Prompt:
Report only how many lines of the records contain the word "green".
BEGIN
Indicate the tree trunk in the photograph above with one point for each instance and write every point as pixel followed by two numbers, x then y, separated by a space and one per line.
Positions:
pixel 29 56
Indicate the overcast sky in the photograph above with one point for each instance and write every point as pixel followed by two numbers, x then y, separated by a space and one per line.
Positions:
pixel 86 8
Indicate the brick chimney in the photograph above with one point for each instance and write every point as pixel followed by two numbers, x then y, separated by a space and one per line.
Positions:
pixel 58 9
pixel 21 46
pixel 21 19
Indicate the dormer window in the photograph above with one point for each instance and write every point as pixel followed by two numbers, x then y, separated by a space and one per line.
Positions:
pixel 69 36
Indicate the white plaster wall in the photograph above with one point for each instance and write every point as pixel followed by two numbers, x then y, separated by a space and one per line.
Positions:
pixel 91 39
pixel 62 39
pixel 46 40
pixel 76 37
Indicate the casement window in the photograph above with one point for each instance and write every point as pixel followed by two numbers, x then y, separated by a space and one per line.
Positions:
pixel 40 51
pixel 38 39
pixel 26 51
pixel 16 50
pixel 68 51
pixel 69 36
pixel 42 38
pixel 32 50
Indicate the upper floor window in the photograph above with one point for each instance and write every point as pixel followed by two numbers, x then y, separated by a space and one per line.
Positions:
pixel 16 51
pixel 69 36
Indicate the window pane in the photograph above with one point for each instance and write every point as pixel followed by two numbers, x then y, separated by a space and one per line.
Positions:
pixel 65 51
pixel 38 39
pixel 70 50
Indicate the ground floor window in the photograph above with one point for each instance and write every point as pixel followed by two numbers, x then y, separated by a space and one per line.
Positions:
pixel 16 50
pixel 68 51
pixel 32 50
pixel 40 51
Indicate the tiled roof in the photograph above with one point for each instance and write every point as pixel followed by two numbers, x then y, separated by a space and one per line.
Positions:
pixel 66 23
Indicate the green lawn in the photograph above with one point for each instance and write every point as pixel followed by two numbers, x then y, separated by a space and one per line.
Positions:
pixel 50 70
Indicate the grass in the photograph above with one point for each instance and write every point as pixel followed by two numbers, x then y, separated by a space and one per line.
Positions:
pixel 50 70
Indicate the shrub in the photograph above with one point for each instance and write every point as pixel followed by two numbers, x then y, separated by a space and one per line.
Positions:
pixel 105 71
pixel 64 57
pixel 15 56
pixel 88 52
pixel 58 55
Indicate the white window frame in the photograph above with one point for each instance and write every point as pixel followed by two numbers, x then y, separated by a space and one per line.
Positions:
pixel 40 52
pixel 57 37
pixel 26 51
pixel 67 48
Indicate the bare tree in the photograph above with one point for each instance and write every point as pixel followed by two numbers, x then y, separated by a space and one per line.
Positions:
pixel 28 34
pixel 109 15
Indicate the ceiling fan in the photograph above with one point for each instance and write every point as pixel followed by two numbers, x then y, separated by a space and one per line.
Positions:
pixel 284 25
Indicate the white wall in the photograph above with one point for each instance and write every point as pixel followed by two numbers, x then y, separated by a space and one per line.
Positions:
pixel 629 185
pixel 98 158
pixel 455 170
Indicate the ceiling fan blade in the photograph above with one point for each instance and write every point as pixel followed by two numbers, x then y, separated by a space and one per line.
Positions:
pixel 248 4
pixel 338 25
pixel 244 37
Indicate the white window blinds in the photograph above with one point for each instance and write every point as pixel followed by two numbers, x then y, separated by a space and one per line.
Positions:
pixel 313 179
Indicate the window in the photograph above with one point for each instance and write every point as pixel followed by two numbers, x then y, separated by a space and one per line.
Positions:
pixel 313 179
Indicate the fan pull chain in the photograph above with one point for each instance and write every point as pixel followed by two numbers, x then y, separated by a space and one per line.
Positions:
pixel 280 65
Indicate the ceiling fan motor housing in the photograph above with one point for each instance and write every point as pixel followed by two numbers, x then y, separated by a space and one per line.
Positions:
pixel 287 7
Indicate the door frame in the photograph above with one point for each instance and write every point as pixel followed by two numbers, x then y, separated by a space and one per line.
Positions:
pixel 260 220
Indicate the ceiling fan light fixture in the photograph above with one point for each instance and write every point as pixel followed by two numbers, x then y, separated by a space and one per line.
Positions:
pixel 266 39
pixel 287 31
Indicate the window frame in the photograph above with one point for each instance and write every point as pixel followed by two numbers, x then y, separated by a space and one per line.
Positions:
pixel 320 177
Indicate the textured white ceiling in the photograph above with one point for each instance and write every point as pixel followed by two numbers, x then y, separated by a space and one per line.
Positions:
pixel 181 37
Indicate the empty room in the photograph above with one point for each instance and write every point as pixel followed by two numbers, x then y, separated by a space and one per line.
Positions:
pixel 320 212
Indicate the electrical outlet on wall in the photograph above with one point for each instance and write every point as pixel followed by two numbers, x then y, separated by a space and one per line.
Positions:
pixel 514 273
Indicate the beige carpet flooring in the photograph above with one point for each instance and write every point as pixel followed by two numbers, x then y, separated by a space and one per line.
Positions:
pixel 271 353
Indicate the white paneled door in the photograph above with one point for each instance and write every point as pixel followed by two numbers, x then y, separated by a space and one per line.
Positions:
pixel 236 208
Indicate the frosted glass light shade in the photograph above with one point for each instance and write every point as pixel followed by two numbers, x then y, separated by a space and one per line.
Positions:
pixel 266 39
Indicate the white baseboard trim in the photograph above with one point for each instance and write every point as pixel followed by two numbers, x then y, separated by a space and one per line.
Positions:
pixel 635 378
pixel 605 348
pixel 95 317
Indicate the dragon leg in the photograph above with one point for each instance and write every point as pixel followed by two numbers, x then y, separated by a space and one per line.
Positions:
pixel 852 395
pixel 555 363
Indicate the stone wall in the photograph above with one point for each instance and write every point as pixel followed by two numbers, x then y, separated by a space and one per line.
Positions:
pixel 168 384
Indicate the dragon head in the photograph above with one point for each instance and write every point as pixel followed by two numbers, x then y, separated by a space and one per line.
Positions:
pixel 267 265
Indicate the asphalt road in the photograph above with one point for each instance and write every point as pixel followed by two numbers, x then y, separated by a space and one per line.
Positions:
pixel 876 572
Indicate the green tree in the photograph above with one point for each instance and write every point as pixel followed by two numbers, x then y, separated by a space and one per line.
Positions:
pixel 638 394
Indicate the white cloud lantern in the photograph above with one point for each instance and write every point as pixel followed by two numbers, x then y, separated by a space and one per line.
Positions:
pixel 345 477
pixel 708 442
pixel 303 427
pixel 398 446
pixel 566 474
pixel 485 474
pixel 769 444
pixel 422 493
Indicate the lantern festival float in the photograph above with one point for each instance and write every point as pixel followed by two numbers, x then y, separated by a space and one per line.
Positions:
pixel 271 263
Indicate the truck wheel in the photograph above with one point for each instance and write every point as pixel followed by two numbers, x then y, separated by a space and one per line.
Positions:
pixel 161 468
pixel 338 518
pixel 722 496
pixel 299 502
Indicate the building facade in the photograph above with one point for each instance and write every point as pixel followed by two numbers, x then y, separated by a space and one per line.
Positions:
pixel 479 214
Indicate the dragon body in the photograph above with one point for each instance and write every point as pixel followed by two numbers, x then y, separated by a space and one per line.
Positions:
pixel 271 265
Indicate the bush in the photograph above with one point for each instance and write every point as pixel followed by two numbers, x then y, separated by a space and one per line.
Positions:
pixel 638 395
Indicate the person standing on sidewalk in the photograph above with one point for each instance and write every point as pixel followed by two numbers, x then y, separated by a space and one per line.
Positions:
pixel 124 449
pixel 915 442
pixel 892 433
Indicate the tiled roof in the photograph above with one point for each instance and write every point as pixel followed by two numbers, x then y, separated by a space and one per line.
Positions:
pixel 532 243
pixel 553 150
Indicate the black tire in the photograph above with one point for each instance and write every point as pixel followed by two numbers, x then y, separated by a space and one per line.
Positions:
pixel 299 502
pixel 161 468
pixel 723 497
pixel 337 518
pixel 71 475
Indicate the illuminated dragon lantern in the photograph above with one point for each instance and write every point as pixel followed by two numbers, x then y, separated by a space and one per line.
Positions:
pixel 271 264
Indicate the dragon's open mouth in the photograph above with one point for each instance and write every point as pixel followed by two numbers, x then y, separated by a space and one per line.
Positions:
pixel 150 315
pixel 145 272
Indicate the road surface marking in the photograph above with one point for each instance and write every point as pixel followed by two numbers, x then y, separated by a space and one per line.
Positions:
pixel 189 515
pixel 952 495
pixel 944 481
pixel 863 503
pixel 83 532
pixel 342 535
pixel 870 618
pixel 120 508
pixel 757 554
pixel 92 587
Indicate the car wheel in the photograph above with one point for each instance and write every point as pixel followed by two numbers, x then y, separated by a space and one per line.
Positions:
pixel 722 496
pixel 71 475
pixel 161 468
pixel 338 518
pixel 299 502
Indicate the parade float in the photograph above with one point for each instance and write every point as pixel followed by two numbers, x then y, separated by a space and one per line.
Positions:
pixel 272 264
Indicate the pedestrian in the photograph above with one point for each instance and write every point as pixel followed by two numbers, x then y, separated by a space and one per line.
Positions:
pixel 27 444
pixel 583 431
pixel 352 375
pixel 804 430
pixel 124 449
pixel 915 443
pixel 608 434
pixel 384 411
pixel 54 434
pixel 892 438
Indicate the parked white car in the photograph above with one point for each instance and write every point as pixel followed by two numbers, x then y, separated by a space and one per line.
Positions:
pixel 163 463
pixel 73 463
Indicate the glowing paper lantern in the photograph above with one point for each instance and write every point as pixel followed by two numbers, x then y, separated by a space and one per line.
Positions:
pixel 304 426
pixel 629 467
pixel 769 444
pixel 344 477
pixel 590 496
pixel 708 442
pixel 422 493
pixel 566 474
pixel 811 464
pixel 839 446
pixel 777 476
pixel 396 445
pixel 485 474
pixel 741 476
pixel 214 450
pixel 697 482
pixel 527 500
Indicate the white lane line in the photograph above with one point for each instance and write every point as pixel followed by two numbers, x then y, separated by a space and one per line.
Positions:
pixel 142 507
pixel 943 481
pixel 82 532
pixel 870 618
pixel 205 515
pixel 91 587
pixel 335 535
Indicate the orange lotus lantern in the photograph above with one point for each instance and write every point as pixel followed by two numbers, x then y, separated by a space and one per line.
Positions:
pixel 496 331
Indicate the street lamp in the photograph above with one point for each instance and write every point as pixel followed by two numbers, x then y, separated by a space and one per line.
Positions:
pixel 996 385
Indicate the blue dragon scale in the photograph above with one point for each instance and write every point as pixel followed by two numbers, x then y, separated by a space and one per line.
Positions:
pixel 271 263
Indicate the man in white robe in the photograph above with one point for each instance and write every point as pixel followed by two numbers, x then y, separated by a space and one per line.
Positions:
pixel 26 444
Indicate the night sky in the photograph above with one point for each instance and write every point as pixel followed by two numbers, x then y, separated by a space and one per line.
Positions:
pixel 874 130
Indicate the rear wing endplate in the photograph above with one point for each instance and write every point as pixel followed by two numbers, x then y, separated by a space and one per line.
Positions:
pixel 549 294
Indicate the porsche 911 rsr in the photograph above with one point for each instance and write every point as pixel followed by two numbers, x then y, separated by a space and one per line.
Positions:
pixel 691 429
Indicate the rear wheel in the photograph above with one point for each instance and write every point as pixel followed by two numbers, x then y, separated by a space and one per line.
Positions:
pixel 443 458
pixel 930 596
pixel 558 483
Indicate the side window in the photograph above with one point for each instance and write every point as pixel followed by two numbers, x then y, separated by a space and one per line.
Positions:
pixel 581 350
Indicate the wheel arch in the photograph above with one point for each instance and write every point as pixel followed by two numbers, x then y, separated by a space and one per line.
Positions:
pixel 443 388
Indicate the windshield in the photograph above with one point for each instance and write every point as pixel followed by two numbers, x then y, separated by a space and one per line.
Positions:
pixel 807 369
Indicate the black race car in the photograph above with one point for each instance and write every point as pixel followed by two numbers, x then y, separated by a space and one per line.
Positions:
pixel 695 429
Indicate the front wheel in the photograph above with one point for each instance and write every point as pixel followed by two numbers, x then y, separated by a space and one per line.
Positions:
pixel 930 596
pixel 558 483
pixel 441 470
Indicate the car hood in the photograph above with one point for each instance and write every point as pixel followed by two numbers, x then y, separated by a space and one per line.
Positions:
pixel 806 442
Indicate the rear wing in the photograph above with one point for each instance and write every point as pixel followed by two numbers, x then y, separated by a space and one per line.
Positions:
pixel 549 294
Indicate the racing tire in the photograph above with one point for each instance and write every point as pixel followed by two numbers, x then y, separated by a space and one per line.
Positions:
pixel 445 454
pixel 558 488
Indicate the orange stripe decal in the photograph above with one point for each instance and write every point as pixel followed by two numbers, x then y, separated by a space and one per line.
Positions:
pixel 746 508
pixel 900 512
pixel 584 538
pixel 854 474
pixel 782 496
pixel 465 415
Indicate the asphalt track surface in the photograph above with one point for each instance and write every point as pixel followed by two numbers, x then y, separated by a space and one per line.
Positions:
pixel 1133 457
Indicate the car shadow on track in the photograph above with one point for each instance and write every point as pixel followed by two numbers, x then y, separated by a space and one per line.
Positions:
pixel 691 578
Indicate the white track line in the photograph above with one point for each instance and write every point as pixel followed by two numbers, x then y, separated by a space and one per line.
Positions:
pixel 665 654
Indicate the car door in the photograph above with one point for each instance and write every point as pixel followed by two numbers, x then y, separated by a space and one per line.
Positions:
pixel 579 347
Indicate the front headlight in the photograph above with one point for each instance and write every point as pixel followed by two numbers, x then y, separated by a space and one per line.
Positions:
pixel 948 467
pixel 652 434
END
Reply:
2